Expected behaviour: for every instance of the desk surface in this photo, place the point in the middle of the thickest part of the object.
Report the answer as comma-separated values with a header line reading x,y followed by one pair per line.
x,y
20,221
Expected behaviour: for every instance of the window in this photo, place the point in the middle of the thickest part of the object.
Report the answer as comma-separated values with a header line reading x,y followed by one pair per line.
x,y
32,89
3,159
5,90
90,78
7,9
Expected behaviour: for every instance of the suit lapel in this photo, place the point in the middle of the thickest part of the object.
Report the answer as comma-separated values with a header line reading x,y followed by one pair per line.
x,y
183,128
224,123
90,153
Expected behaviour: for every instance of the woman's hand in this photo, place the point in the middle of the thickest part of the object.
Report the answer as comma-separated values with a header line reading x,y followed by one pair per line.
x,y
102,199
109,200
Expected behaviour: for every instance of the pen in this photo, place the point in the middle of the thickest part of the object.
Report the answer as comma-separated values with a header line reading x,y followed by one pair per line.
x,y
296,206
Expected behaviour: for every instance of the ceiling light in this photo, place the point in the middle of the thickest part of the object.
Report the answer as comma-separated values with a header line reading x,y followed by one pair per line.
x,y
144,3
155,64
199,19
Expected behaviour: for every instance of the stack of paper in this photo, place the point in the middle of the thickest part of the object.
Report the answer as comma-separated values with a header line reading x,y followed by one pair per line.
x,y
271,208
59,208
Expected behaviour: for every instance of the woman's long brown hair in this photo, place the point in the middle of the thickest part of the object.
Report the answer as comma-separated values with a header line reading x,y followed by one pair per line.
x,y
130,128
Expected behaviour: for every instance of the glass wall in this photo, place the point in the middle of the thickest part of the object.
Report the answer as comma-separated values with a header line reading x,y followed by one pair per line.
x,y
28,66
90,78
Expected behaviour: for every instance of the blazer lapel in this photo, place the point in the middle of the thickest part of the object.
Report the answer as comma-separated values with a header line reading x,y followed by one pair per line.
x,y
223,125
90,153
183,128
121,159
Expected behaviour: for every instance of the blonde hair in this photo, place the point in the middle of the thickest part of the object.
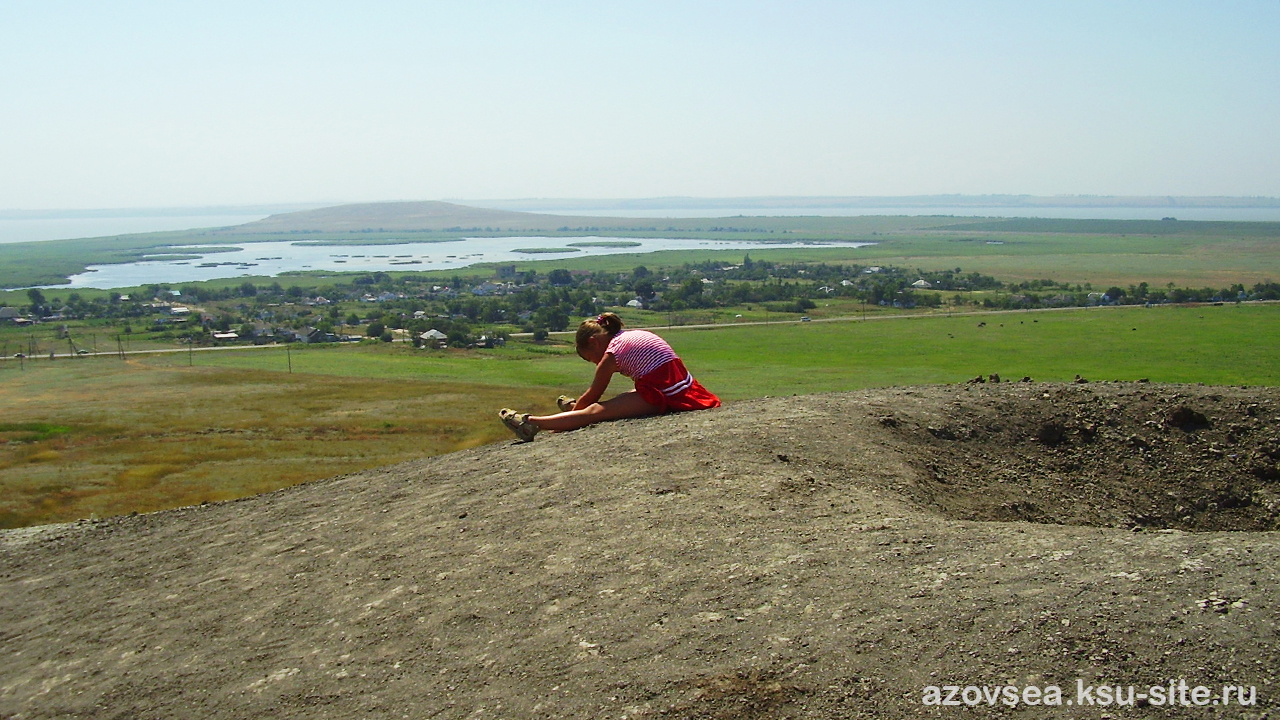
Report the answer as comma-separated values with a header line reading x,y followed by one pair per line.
x,y
603,324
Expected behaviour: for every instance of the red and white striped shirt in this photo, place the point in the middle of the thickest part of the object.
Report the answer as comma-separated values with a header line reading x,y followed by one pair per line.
x,y
639,352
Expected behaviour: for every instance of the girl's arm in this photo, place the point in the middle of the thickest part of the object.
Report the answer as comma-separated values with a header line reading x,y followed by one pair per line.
x,y
603,374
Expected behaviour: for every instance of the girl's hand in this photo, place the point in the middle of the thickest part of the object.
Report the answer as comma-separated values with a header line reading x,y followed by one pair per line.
x,y
604,370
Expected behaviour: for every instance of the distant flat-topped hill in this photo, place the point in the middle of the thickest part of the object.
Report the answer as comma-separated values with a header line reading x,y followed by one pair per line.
x,y
425,215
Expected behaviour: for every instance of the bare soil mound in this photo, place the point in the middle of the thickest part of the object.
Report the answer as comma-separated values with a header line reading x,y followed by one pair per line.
x,y
823,556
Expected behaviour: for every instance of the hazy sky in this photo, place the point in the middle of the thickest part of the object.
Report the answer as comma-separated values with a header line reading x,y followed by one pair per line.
x,y
108,104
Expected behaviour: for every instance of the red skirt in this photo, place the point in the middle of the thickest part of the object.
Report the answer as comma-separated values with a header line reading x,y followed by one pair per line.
x,y
672,388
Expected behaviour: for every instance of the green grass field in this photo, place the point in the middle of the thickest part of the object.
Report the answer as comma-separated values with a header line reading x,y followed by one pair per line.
x,y
1100,251
103,436
1215,345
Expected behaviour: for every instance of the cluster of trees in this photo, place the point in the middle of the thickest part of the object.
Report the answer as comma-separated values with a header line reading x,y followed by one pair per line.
x,y
554,300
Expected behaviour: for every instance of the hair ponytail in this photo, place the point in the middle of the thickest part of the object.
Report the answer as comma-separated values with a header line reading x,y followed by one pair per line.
x,y
604,324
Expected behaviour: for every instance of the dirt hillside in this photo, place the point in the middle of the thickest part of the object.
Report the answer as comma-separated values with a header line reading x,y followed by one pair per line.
x,y
821,556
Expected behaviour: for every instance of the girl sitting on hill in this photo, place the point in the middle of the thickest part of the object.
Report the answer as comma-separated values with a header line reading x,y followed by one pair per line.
x,y
662,382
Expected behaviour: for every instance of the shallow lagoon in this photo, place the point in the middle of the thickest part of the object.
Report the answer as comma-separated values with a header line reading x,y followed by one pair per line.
x,y
272,259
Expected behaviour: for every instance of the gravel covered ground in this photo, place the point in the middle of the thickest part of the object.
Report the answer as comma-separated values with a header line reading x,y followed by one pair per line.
x,y
819,556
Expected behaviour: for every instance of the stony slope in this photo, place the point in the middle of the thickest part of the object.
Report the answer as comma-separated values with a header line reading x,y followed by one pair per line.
x,y
420,215
823,556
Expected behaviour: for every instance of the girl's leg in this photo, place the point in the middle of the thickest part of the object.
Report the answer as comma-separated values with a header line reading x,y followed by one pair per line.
x,y
626,405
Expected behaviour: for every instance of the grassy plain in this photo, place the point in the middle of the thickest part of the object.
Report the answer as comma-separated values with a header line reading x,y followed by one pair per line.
x,y
104,436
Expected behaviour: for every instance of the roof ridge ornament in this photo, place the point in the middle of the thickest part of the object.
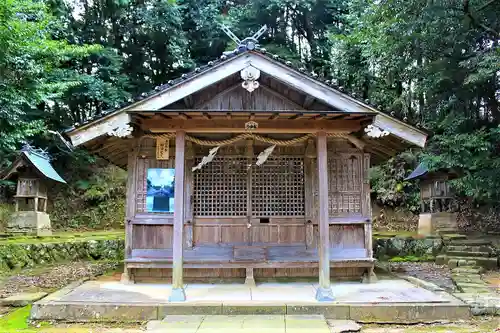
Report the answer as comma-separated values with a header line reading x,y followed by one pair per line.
x,y
375,131
249,43
250,75
43,153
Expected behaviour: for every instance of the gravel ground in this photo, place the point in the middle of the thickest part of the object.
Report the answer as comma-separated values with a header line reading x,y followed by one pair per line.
x,y
50,278
427,271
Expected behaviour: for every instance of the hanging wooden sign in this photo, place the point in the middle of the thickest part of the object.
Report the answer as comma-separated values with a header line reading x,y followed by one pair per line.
x,y
162,149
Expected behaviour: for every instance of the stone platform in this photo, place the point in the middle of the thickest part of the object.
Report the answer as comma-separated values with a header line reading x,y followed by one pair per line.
x,y
387,301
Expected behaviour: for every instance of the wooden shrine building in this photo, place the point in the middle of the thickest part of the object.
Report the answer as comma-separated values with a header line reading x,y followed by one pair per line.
x,y
247,167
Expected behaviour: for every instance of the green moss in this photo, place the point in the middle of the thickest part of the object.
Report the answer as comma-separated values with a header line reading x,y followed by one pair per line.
x,y
65,236
389,234
412,259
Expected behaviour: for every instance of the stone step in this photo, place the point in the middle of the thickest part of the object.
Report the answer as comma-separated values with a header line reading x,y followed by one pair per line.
x,y
447,231
488,263
471,248
471,242
468,254
467,270
454,237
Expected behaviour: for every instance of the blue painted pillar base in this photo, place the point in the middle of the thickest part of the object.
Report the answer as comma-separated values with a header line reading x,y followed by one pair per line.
x,y
177,295
324,295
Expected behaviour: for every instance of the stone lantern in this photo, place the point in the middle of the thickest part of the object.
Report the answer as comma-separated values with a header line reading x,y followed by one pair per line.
x,y
33,172
436,200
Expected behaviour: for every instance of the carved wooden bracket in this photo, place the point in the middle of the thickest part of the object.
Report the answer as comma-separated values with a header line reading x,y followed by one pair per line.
x,y
250,75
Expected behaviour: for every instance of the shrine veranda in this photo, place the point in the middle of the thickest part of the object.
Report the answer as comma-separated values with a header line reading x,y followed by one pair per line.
x,y
247,168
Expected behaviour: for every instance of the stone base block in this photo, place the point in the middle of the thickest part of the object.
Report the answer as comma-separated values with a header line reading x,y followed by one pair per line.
x,y
30,223
430,223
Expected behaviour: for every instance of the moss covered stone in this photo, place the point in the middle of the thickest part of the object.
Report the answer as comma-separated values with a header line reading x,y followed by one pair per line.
x,y
390,247
17,255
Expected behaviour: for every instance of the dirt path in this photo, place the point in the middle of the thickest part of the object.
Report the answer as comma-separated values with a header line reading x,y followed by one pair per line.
x,y
427,271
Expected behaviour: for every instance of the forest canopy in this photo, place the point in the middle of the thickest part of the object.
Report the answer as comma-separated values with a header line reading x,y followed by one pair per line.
x,y
434,64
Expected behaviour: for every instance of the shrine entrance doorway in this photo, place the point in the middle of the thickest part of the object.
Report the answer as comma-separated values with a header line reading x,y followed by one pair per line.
x,y
236,202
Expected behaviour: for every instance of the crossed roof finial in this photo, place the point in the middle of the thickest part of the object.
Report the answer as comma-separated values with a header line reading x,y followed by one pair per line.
x,y
249,43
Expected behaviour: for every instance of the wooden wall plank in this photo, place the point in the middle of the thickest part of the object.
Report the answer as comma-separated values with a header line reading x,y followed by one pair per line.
x,y
152,237
350,236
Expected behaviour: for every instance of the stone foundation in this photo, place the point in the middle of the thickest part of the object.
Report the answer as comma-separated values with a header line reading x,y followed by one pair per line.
x,y
30,223
430,223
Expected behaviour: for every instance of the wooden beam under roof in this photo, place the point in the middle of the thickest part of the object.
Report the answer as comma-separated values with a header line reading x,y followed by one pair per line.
x,y
318,116
238,126
189,102
274,116
308,101
338,116
296,116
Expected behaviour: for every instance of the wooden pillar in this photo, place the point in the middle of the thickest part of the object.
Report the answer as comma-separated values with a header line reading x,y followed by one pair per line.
x,y
324,293
178,293
127,276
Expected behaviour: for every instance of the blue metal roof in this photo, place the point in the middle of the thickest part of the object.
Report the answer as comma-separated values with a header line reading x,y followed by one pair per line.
x,y
42,163
420,171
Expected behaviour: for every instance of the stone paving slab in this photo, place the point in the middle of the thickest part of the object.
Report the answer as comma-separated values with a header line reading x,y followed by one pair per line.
x,y
386,300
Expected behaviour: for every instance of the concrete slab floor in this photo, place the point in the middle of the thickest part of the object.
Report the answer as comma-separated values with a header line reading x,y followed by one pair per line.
x,y
240,324
384,291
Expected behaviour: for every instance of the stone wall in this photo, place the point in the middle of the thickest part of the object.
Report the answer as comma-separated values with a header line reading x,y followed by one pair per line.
x,y
21,255
385,248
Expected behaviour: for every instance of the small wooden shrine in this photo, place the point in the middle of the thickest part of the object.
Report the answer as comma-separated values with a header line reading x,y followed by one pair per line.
x,y
32,171
437,210
247,168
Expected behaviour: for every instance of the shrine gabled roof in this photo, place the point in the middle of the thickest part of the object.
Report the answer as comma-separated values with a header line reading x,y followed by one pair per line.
x,y
420,170
323,90
39,161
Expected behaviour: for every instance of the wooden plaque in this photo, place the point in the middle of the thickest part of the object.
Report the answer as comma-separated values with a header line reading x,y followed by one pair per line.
x,y
162,149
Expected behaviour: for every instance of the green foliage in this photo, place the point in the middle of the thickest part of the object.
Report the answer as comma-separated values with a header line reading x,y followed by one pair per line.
x,y
94,202
388,184
16,321
476,156
32,72
433,63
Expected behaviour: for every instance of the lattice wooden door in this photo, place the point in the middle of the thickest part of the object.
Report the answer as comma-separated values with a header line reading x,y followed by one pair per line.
x,y
220,187
278,187
345,184
226,186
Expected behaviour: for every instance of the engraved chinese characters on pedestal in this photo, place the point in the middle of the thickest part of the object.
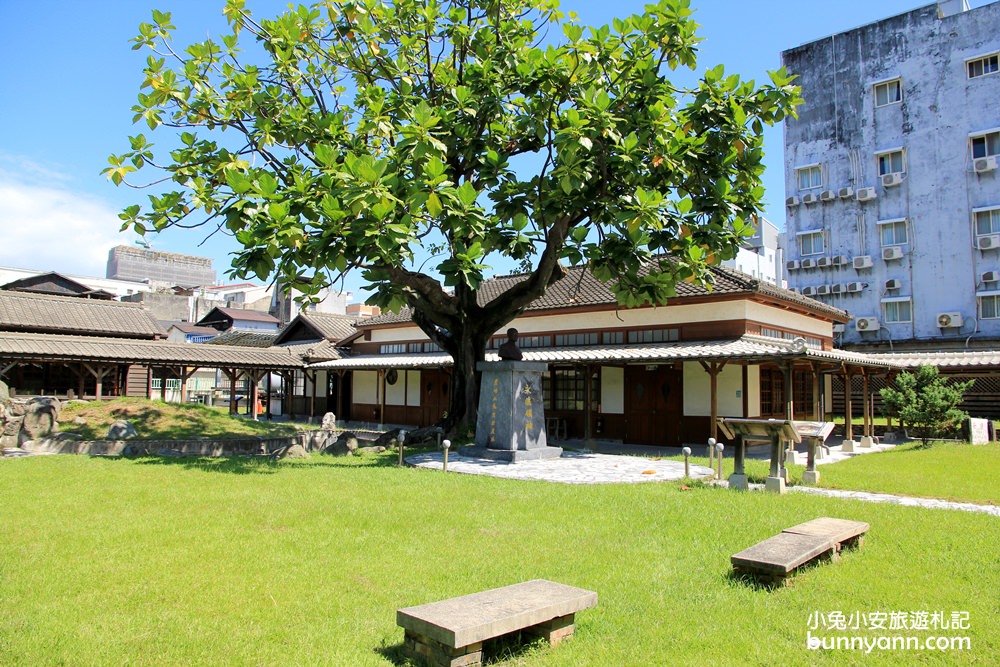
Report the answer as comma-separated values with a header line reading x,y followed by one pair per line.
x,y
511,425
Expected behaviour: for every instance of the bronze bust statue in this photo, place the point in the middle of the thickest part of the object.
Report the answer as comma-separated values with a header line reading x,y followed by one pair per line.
x,y
509,351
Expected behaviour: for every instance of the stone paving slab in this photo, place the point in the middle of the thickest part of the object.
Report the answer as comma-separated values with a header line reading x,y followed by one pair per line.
x,y
571,468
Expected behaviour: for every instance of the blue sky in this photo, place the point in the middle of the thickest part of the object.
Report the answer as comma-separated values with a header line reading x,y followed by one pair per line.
x,y
70,78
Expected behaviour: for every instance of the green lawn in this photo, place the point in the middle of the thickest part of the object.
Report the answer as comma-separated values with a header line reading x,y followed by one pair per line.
x,y
236,562
945,470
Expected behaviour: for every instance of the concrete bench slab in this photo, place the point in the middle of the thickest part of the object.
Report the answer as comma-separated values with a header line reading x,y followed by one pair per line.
x,y
842,531
451,632
779,556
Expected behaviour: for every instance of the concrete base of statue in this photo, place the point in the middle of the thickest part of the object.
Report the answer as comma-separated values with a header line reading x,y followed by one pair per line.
x,y
511,424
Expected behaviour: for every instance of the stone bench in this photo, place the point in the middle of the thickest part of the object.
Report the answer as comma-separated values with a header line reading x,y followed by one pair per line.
x,y
451,633
776,558
844,533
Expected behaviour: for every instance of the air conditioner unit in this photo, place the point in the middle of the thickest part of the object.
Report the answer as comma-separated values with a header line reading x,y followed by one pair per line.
x,y
891,180
949,320
892,252
866,324
983,164
988,242
865,194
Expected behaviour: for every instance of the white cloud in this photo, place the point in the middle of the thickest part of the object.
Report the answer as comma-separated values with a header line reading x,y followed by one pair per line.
x,y
50,227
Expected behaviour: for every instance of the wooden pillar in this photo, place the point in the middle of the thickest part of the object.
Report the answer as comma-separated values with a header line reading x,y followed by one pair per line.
x,y
817,406
312,395
848,426
866,410
713,369
381,386
253,376
289,377
268,402
231,375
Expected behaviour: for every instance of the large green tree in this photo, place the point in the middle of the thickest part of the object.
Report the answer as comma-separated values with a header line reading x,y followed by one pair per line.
x,y
421,141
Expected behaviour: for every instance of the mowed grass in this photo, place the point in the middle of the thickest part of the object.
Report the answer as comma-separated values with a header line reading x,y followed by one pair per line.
x,y
950,471
156,420
246,562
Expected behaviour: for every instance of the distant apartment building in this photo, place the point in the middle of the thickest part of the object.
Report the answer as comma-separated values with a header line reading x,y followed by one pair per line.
x,y
892,179
159,269
761,258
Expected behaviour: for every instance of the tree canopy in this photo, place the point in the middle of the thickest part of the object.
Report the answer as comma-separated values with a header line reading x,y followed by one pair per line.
x,y
423,141
927,402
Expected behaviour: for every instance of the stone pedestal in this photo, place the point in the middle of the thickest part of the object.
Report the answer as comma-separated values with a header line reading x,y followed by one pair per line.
x,y
738,482
511,424
810,477
775,484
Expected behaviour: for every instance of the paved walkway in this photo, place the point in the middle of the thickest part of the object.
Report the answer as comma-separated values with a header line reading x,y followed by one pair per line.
x,y
593,468
572,468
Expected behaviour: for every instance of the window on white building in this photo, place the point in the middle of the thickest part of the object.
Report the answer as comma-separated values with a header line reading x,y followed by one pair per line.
x,y
987,222
989,306
893,232
888,92
897,310
810,177
891,162
982,66
811,243
986,144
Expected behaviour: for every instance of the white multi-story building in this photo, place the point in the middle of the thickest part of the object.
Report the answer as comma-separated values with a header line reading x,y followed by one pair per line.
x,y
892,185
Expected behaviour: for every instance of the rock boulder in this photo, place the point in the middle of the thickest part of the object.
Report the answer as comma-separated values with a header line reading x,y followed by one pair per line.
x,y
121,430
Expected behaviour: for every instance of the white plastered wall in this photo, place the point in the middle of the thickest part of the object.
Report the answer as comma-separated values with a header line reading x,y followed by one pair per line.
x,y
753,391
365,387
698,391
612,390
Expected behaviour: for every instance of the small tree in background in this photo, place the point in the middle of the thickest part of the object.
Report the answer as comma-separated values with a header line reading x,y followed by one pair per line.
x,y
927,402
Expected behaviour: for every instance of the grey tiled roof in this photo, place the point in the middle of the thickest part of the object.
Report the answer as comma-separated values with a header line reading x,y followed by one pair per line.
x,y
580,288
21,311
332,327
241,338
51,347
746,348
943,360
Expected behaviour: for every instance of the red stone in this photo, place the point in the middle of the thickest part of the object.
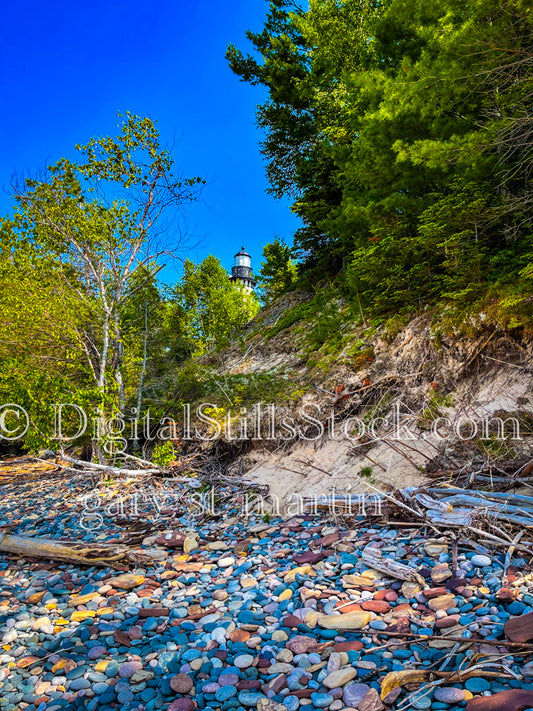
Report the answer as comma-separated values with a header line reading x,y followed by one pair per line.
x,y
303,693
154,612
380,607
446,622
135,632
353,607
430,593
302,644
122,638
507,594
181,683
248,684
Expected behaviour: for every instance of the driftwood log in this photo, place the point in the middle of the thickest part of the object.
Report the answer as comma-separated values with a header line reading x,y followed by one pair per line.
x,y
77,552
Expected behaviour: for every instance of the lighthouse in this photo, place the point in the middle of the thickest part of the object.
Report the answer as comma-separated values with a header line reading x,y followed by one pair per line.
x,y
241,272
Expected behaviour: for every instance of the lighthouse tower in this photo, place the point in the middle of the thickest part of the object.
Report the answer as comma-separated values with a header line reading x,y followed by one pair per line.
x,y
241,272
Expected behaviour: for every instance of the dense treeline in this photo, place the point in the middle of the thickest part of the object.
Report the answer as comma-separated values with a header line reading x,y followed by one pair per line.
x,y
84,316
403,132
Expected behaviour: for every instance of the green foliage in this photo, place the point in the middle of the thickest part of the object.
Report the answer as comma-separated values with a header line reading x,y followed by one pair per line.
x,y
81,309
402,133
163,454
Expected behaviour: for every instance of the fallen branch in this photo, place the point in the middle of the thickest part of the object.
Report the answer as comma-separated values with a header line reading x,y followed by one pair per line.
x,y
107,468
79,553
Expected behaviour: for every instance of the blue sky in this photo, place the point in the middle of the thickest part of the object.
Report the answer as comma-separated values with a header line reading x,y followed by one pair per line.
x,y
68,68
━━━
- Exercise instructions -
The lines to return are those in the entries above that hold "wall".

- Task answer -
Expected behaviour: for every instance of the glass wall in this photo, place the point in the middle of the thickest part of the object.
Expected behaviour: for every instance of the wooden wall plank in this photo, place the point in the middle of the thickest part of the object.
Expected behaviour: for every instance of the stone wall in this photo, place the point in the middle of the thickest part of the object.
Expected behaviour: for every instance of the white plastered wall in this photo, place the point in the middle of the thickest part of the object.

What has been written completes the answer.